人間である私たちは、毎日さまざまな問題に直面します。しかし、日常の問題に対して、人のニーズを優先した解決策を生み出すことはどれだけあるでしょうか?
こうした疑問から、デザイン思考プロセスが生まれました。
デザイン思考プロセスとは、問題解決の手段を設計するための手法であり、人のニーズを考慮した上で問題を定義することにより、複雑な問題の解決に取り組むことができます。デザイン思考プロセスは、特に、問題が明確に定義されていない場合や目標が曖昧な場合に効果を発揮します。
デザイン思考プロセスについて初めて執筆した人の中に、スタンフォード大学で機械工学の教授を務めるジョン E アーノルド氏がいます。アーノルド氏は、1959年に「Creative Engineering」と題した自著の中で、デザイン思考の 4 つの主な領域について説明しています。その後、彼の取り組みは、デザイン思考プロセスの発祥の地となったスタンフォード大学のハッソ・プラットナー・デザイン研究所 (通称「d.school」) で教えられています。
これが、ノーベル賞受賞者のハーバート・サイモン氏が 1969年に「The Sciences of the Artificial」と題した自著の中でデザイン思考プロセスの執筆例の 1 つを記述したきっかけとなりました。デザイン思考プロセスにはさまざまなバリエーションがありますが、同書がその基盤とされています。

課題 A:
与えられた文章の中で「」に囲まれている語句を、すべて挙げてください。
課題 B:
与えられた文章にある「デザイン思考プロセスは、特に、問題が明確に定義されていない場合や目標が曖昧な場合に効果を発揮します。」という一文を英語に訳すこと。
この後の行は、与えられた文章とは別の出典から取ったものです。

提示された行:
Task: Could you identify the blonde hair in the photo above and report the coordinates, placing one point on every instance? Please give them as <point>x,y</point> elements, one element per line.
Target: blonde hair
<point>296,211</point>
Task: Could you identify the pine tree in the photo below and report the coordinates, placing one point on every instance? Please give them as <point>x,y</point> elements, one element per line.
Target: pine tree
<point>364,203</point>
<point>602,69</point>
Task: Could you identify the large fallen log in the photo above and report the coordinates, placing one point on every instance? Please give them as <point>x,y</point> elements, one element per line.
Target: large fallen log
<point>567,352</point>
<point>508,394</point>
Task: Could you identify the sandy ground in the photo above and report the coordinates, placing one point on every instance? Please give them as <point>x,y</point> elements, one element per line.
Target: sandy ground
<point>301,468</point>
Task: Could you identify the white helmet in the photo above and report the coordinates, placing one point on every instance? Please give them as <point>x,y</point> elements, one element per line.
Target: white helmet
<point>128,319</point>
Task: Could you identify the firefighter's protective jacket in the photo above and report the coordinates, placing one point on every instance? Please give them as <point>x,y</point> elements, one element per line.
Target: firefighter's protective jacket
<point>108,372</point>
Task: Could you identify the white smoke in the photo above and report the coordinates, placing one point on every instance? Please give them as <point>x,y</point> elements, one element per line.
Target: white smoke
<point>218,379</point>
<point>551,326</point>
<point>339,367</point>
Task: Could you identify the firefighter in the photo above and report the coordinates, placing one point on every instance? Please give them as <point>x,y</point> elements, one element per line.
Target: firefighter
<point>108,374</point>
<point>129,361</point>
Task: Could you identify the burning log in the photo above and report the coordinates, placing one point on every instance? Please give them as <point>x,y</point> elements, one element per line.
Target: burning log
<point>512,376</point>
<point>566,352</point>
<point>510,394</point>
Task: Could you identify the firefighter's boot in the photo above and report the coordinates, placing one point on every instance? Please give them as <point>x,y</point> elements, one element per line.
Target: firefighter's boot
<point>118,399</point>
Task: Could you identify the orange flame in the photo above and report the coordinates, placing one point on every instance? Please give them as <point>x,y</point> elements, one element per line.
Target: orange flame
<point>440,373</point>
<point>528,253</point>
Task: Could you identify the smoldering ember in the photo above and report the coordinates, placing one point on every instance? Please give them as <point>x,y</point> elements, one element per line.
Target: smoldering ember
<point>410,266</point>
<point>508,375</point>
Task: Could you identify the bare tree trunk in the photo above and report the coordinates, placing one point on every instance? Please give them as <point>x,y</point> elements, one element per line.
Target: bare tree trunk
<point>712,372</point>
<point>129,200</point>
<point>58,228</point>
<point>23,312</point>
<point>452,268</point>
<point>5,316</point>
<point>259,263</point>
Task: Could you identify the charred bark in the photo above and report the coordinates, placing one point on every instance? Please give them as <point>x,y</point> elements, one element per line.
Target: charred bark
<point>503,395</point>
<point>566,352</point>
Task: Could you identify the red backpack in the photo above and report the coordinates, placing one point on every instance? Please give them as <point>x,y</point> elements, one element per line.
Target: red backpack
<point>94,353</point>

記述解答 A:
Creative Engineering
d.school
The Sciences of the Artificial

記述解答 B:
The design thinking process is especially effective when a problem is not clearly defined or when the goal is vague.